**Stated exercise:** Quote the listing below in full and exactly as written, but omit every picture.

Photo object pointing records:
>> begin

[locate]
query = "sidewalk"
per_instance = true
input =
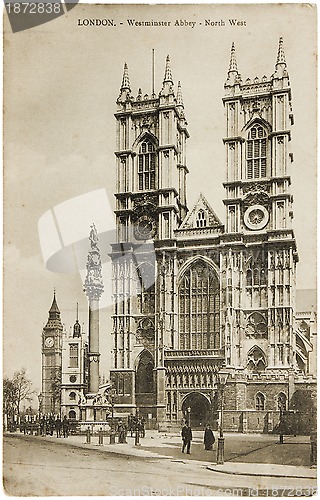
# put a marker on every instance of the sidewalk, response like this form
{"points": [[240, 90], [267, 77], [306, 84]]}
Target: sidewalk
{"points": [[168, 446]]}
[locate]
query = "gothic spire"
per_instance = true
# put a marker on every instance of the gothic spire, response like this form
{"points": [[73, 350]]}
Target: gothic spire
{"points": [[281, 57], [233, 61], [54, 319], [234, 76], [281, 65], [125, 79], [54, 306], [167, 73], [76, 326], [179, 96]]}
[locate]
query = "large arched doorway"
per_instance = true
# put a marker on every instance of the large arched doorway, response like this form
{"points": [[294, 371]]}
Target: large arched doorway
{"points": [[196, 408]]}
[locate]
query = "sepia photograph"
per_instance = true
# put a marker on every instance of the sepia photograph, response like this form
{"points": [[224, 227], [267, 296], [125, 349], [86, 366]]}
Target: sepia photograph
{"points": [[160, 249]]}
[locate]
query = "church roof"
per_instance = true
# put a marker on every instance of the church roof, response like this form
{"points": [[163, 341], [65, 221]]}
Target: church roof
{"points": [[201, 217]]}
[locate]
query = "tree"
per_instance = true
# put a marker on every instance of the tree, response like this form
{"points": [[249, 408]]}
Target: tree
{"points": [[16, 390]]}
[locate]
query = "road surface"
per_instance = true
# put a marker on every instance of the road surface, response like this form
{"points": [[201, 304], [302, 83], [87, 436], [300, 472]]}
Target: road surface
{"points": [[36, 466]]}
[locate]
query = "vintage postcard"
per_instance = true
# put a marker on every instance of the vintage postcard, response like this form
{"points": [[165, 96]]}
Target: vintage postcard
{"points": [[160, 221]]}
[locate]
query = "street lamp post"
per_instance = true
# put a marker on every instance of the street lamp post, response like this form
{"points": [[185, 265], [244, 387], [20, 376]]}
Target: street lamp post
{"points": [[222, 380], [40, 399]]}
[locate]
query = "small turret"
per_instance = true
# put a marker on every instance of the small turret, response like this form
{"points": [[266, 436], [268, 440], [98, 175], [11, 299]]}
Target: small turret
{"points": [[281, 65], [234, 76], [77, 326], [125, 89], [167, 85]]}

>> end

**Written answer:**
[locate]
query = "sidewalk"
per_instance = true
input =
# put a marker on every instance of the sidewalk, response like this form
{"points": [[240, 90], [267, 77], [306, 84]]}
Target: sidewalk
{"points": [[168, 446]]}
[locate]
query = "gothic spire"
per_instance = true
# put a marker on every instance of the gothic spire, response like this form
{"points": [[73, 350]]}
Target: gothic spire
{"points": [[281, 57], [233, 61], [54, 319], [234, 76], [281, 65], [125, 79], [54, 306], [167, 73], [76, 326], [179, 96]]}
[locate]
query = "large arched doorway"
per_instance = true
# put a marker on every instance of the large arched doorway, response like this form
{"points": [[294, 371]]}
Target: large arched doorway
{"points": [[196, 408]]}
[locate]
query = "sepia photograph"
per_instance = true
# put a marker on every instance of the sepia photograph, response like this form
{"points": [[224, 227], [267, 296], [125, 349], [86, 366]]}
Target: sepia photograph
{"points": [[160, 249]]}
[locate]
query = "church roof"
per_instance = true
# put a marker on every instance of the church roof, response like this form
{"points": [[163, 341], [65, 221]]}
Target: church roof
{"points": [[201, 217]]}
[locate]
query = "tree"
per_instance = true
# put a marker on every instance of the tree, response like this form
{"points": [[249, 408]]}
Target: tree
{"points": [[16, 390]]}
[locate]
query = "road surface"
per_instance = true
# put a marker on every instance of the road surface, response like this form
{"points": [[201, 304], [302, 83], [87, 436], [300, 472]]}
Target: road surface
{"points": [[36, 466]]}
[locate]
query = "vintage postcard"
per_instance = true
# put a marker on every instance of the vintage postcard, response like this form
{"points": [[165, 96]]}
Target: vintage postcard
{"points": [[160, 221]]}
[locate]
query = "street lamp post"
per_instance = true
# put a marker on every instance of the street lamp post, response like this form
{"points": [[185, 265], [244, 387], [20, 376]]}
Target: street lamp post
{"points": [[222, 380], [40, 399]]}
[locate]
query = "small turret"
per_instance = true
# put a marker on every instance of the small turret, response like this form
{"points": [[266, 436], [268, 440], [98, 175], [11, 299]]}
Target: small turret
{"points": [[281, 65], [234, 76], [77, 326], [125, 89], [167, 85]]}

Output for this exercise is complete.